== Required work ==
Exactly as they appear, copy the lines of the listing from the one containing "of the person" through the final line, both included, and nothing else.
··· Extracted information
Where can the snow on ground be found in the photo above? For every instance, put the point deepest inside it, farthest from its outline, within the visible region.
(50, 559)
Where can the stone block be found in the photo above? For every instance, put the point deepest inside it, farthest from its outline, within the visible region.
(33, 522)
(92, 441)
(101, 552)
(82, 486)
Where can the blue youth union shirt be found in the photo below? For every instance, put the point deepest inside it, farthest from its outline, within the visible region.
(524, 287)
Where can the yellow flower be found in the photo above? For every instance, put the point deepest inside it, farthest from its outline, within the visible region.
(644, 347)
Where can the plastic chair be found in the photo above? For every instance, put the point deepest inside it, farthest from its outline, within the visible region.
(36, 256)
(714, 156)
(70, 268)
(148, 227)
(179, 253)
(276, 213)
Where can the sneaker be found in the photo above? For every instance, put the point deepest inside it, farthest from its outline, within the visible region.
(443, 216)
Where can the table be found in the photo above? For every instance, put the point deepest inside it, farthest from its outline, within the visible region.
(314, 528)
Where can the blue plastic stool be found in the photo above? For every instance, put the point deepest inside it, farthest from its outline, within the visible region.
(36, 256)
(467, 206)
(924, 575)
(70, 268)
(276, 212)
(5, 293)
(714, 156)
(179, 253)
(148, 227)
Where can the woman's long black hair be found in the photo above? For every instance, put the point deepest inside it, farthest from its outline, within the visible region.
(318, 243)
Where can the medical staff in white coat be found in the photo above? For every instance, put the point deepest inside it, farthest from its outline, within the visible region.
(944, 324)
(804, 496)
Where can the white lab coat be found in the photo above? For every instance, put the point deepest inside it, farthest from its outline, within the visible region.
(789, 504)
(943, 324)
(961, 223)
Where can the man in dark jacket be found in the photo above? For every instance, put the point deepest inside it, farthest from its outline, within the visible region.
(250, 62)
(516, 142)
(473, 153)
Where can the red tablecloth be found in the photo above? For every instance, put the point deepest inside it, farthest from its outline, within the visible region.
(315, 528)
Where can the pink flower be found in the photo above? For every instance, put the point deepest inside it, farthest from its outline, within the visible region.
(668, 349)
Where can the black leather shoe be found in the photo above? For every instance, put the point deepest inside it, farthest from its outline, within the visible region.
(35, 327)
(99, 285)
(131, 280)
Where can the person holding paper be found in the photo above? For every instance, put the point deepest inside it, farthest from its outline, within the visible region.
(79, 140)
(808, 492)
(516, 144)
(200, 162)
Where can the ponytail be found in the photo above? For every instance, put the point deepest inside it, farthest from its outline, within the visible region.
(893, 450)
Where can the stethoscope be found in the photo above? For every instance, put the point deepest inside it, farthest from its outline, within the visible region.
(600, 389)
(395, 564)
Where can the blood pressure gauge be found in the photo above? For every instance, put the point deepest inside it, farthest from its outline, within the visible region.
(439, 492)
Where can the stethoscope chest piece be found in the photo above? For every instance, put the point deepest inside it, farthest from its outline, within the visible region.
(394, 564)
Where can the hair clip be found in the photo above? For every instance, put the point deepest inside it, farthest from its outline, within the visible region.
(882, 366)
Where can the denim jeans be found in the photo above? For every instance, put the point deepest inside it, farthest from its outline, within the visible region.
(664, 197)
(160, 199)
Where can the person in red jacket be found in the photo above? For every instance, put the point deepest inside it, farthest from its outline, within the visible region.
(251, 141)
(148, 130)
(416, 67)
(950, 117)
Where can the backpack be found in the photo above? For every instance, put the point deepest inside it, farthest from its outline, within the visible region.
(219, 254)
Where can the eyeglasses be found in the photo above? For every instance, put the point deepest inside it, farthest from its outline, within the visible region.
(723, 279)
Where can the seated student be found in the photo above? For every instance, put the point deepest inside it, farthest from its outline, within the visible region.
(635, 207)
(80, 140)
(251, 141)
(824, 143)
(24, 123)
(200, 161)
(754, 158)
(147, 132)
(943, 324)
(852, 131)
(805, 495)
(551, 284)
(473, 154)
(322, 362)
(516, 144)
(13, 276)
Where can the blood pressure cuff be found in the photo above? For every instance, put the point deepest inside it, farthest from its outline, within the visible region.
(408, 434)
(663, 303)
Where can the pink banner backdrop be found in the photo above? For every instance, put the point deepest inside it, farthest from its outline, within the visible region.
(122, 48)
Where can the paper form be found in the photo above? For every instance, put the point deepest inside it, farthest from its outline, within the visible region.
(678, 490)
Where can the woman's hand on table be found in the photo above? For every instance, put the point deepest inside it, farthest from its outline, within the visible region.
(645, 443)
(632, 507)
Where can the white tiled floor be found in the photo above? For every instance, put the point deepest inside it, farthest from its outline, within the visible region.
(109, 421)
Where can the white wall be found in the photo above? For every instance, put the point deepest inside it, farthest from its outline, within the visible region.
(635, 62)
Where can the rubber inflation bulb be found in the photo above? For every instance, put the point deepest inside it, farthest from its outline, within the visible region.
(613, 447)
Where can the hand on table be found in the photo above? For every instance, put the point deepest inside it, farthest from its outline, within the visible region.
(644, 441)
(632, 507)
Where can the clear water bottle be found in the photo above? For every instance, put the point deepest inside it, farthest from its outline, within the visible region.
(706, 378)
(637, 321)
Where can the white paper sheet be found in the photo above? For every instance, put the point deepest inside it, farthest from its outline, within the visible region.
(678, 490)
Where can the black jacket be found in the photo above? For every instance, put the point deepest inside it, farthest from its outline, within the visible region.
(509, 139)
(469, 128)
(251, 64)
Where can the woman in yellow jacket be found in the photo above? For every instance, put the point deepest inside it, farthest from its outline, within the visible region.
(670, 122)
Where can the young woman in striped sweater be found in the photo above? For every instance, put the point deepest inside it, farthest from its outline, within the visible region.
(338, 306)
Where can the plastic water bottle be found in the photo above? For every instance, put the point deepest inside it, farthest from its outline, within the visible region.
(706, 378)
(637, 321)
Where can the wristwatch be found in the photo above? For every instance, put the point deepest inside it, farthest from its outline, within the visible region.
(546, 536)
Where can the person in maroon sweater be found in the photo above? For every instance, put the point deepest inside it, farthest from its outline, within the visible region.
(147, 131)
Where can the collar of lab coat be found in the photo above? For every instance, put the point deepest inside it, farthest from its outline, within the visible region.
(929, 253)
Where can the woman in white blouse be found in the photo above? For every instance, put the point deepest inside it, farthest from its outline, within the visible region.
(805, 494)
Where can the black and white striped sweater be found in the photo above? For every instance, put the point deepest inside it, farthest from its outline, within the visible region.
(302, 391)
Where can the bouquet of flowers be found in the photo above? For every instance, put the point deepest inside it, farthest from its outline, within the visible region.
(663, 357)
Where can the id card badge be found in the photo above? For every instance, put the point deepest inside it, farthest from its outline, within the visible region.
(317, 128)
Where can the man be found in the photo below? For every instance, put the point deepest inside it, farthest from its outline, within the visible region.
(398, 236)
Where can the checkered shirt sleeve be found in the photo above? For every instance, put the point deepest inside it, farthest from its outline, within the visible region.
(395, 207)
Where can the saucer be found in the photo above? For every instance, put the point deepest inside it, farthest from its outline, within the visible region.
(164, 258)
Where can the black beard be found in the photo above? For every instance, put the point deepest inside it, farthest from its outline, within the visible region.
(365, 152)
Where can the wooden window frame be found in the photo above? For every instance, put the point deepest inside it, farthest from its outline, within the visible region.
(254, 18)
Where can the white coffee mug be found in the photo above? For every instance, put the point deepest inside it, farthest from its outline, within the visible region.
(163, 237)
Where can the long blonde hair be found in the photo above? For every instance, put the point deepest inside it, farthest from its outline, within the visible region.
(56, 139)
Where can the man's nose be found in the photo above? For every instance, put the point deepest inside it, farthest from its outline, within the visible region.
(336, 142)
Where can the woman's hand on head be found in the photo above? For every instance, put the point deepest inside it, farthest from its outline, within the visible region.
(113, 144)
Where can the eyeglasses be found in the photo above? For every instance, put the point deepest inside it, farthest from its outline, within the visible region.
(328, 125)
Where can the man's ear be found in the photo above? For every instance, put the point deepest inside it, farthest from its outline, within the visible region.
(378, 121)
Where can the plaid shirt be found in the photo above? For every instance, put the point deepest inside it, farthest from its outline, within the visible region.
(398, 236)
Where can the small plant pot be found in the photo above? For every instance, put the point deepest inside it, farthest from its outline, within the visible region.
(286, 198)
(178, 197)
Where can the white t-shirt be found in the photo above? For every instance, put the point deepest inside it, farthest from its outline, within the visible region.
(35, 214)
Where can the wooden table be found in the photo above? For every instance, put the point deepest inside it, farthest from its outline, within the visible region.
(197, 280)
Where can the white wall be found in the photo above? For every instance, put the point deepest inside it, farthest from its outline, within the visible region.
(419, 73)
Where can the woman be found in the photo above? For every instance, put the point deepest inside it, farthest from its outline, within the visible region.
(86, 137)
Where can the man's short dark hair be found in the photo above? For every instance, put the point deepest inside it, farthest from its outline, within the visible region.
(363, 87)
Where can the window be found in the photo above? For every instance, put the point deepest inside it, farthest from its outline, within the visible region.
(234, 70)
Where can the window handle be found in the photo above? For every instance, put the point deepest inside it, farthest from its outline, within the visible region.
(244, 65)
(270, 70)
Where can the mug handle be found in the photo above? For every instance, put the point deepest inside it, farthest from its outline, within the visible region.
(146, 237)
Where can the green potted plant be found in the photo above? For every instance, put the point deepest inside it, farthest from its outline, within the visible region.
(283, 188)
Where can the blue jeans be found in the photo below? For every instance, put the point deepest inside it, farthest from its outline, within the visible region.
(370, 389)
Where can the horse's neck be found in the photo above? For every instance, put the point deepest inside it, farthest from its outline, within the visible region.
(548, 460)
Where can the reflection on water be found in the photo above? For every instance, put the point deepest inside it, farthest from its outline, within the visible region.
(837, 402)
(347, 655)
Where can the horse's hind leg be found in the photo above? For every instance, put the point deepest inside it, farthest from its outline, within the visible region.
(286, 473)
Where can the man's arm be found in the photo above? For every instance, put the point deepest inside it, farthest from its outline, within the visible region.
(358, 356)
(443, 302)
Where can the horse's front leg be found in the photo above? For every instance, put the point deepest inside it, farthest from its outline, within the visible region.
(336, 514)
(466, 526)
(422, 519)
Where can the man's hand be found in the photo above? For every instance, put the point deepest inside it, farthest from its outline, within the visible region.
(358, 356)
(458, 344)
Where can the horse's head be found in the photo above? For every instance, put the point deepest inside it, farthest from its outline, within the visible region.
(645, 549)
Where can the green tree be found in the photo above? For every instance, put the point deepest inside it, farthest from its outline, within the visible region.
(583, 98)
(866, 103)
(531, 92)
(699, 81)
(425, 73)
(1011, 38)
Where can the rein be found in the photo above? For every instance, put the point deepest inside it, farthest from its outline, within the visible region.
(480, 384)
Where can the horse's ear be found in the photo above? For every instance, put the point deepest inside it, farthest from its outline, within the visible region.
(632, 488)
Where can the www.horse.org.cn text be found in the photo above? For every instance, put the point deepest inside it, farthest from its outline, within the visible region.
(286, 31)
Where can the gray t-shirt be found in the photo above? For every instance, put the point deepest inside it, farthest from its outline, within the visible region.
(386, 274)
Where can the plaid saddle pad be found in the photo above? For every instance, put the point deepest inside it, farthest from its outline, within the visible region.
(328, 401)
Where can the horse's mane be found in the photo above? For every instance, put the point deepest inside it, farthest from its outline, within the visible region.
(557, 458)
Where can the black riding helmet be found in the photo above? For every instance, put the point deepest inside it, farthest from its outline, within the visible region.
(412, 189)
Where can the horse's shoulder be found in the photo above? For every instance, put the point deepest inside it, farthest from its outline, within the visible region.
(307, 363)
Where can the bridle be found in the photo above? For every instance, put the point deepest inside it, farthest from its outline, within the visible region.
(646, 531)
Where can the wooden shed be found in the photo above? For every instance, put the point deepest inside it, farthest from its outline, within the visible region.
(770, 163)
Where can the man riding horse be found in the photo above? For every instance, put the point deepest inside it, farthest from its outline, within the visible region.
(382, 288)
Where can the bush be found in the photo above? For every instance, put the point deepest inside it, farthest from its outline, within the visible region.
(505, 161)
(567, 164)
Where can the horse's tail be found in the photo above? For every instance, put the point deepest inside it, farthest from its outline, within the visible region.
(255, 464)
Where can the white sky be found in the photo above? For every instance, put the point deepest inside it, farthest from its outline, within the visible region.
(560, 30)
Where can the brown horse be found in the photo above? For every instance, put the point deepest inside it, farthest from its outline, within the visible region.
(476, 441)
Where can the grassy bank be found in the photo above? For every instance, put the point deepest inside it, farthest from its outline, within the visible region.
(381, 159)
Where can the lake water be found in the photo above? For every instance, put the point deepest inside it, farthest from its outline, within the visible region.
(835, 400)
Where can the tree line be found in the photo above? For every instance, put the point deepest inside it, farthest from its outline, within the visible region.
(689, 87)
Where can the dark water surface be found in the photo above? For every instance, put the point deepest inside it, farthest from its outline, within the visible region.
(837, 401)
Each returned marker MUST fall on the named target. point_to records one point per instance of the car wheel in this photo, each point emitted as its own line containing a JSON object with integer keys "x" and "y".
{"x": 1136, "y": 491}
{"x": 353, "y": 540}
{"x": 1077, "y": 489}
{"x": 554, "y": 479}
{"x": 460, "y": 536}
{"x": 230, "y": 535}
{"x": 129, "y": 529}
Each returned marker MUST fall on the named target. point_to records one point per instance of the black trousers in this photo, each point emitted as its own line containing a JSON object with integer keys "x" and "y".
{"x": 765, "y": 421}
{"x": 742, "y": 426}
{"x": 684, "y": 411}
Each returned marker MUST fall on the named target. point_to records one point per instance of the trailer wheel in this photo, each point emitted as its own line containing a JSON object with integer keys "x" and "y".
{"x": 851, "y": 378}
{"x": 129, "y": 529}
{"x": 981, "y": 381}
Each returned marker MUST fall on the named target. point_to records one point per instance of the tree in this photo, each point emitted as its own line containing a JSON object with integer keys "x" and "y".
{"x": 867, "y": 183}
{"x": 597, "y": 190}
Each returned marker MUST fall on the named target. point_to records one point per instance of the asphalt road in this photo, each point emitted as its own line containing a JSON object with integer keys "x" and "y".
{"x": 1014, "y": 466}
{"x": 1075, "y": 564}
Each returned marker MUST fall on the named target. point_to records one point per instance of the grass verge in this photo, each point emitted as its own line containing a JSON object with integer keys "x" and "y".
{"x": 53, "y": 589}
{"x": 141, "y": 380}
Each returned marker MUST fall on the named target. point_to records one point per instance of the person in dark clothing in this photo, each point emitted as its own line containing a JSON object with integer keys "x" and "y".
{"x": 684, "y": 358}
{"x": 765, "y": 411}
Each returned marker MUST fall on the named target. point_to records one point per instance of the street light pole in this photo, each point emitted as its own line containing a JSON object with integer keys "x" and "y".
······
== Completed exercise ==
Each returned marker MUST fall on the named target. point_to records one point per instance of the person in dark clothing in this photo, each point emitted as its own line containing a JSON object with integer keys "x" and "y".
{"x": 684, "y": 358}
{"x": 765, "y": 411}
Each returned marker MUST fall on the named target. point_to records one point per instance of the street light pole in this photo, each point emitted as its own line containing a JSON object with integer keys "x" and "y".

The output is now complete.